** Start of EXTRACT PROVIDED **

After a long period of aimless wandering, in the middle of 1985, Grove and then CEO Gordon Moore had an illuminating conversation in which they decided to get out of the memory business. But with their identity tied up in memory chips, they didn’t know how to exist as a company that was not in the memory business. And if not memory chips, what then? Microprocessors seemed the obvious choice. Throughout the crisis, Intel invested heavily in R&D. Most of it was spent on memory chips, but a smaller team worked on microprocessors, a technology Intel invented in 1970. Because they represented a slower-growing, smaller-volume market than memory chips, Intel paid less attention to their technological development. However, by 1985, they had been supplying the key microprocessors for IBM-compatible PCs and were the largest producer on the market. Furthermore, their next mainline microprocessor was ready to go into production. As Grove recalls, “even though our minds were made up about where we were going, our emotions were still holding both of us back from full commitment to the new direction.” The transition from memory chips to microprocessors was a very difficult and painful journey, but after which Intel emerged as the world’s largest semiconductor manufacturer. It even surpassed Japanese producers, who only a few years ago threatened to put Intel out of business.
When Intel became a microprocessor business, only few anticipated the role microprocessors would play in disrupting the computing industry. Their subsequent proliferation led to the computer industry's transition from a horizontal to a vertical structure. This major reshuffling catapulted niche players like Dell, Compaq, and Novell into new heights, seriously challenged IBM, and erased the once-leading Digital Equipment Corporation. While Intel was both driver and beneficiary of this disruption, its next crisis struck soon enough. A small design flaw in Intel's Pentium chips caused major public backlash and customer revolt. Intel averted disaster by replacing the product at a cost of $475 million. Based on these diverse experiences, Grove derived instructive lessons and guiding principles for navigating through strategic inflection points.
But first, what is a strategic inflection point? According to Grove,
“A strategic inflection point is a time in the life of a business when its fundamentals are about to change. That change can mean an opportunity to rise to new heights. But it may just as likely signal the beginning of the end.”
Inflection points have three key characteristics:
They are inevitable: “We can’t stop these changes. We can’t hide from them. Instead, we must focus on getting ready for them.”
They are both a destructive and constructive force: “Eventually, a new equilibrium in the industry will be reached. Some businesses will be stronger, other will be weaker.”
They are amorphous in nature: “It’s hard to pinpoint when exactly a strategic inflection point takes place, even in retrospect. In fact, participants who live through one develop a sense of being in an inflection point at different times.”
There are three stages of progressing through an inflection point (which I have paraphrased for clarity and simplicity):
Debate: Recognising a strategic inflection point
Chaos: Resolution through experimentation
Focus: Clarity of direction
Debate: Recognising a strategic inflection point
How do we know that a set of circumstances is a strategic inflection point? Asked about how he ended up bankrupt, Hemingway responded, “Two ways. Gradually, then suddenly.” Because change happens in much the same way, recognition tends to take place in stages. As if "approaching on little cat feet", strategic inflection points are often not clear until you look at the events in retrospect. However, there are ways to detect change while it’s unfolding.

** End of EXTRACT PROVIDED **
** Start of DATA EXCERPT **

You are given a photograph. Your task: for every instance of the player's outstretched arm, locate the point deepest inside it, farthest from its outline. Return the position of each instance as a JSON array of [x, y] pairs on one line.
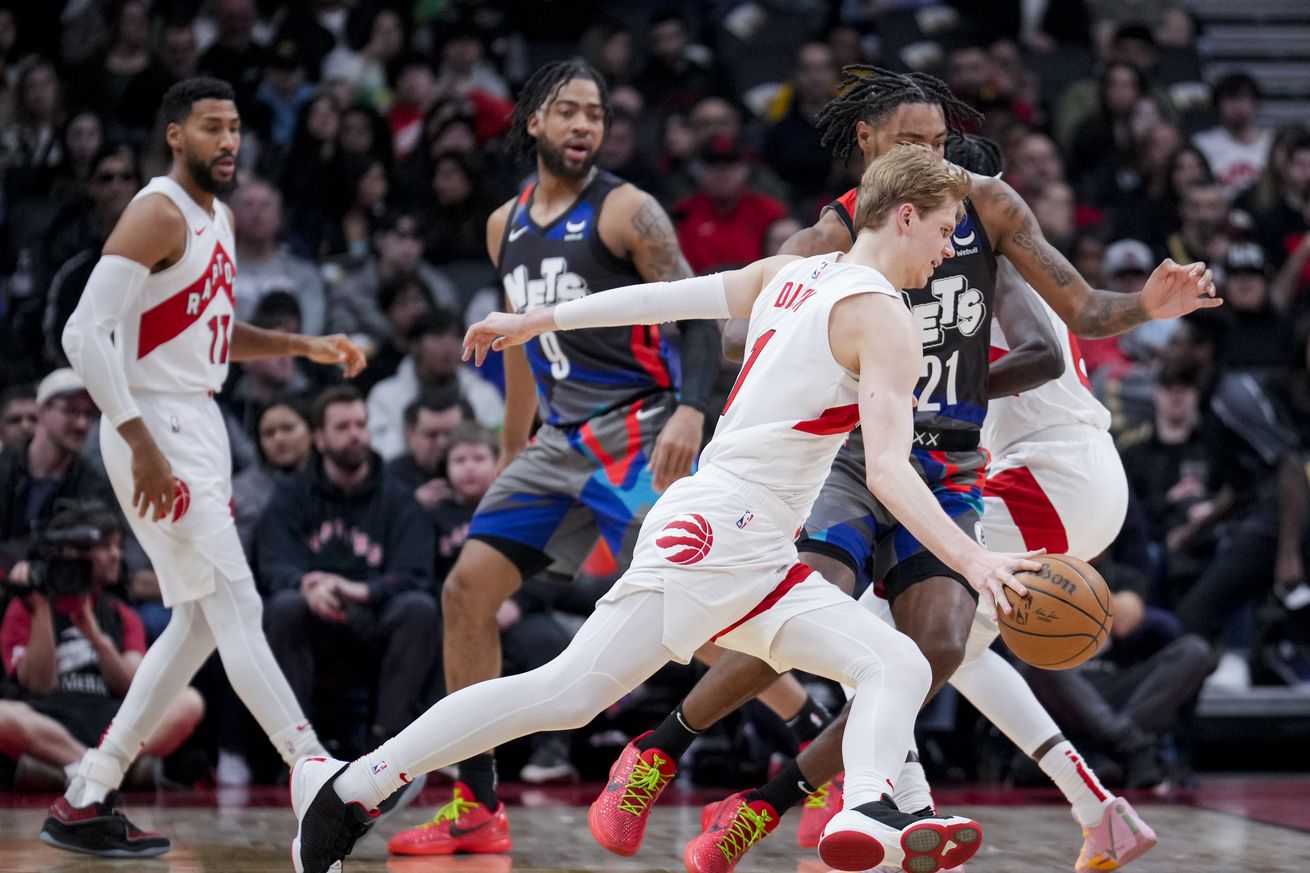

** End of DATA EXCERPT **

PROBLEMS TO WORK ON:
(1) Edit the stretch of the strategic inflection point text from "There are three" through "while it’s unfolding.", replacing "Chaos" with "Turmoil".
(2) Carry the text on strategic inflection points forward from its final sentence.

EXERCISE ANSWERS:
(1)
There are three stages of progressing through an inflection point (which I have paraphrased for clarity and simplicity):
Debate: Recognising a strategic inflection point
Turmoil: Resolution through experimentation
Focus: Clarity of direction
Debate: Recognising a strategic inflection point
How do we know that a set of circumstances is a strategic inflection point? Asked about how he ended up bankrupt, Hemingway responded, “Two ways. Gradually, then suddenly.” Because change happens in much the same way, recognition tends to take place in stages. As if "approaching on little cat feet", strategic inflection points are often not clear until you look at the events in retrospect. However, there are ways to detect change while it’s unfolding.

(2)
Peripheral perspectives. Listening to different perspectives, though time-consuming, is an investment in learning. People at the periphery, inside and outside the organisation, can help sort out signal from noise and offer a different way of looking at things. Inside the organisation, it’s people in the trenches who tend to be in touch with impending changes early. Salespeople understand shifting customer needs before management does; financial analysts know first when business fundamentals change. Outside the organisation, customers and suppliers often bring intellectual objectivity and can shed light on a changing situation. “People who have no emotional stake in a decision can see what needs to be done sooner,” says Grove. He also encourages inviting comments from people whose job it is to constantly evaluate and critique businesses, such as journalists and analysts. “Turn the table around,” he recommends, “and ask them some questions about competitors, trends in the industry, and what they think we should be most concerned about."
Broad debate. The most effective tool for identifying a particular development as a strategic inflection point is a broad and intensive debate. This debate should include technical discussions, marketing discussions, and considerations of strategic repercussions. Strategic inflection points are rarely clear. Well-informed and well-intentioned people will look at the same picture and assign dramatically different interpretations to it. So, it is crucial to bring all relevant parties' intellectual power to this sharpening process.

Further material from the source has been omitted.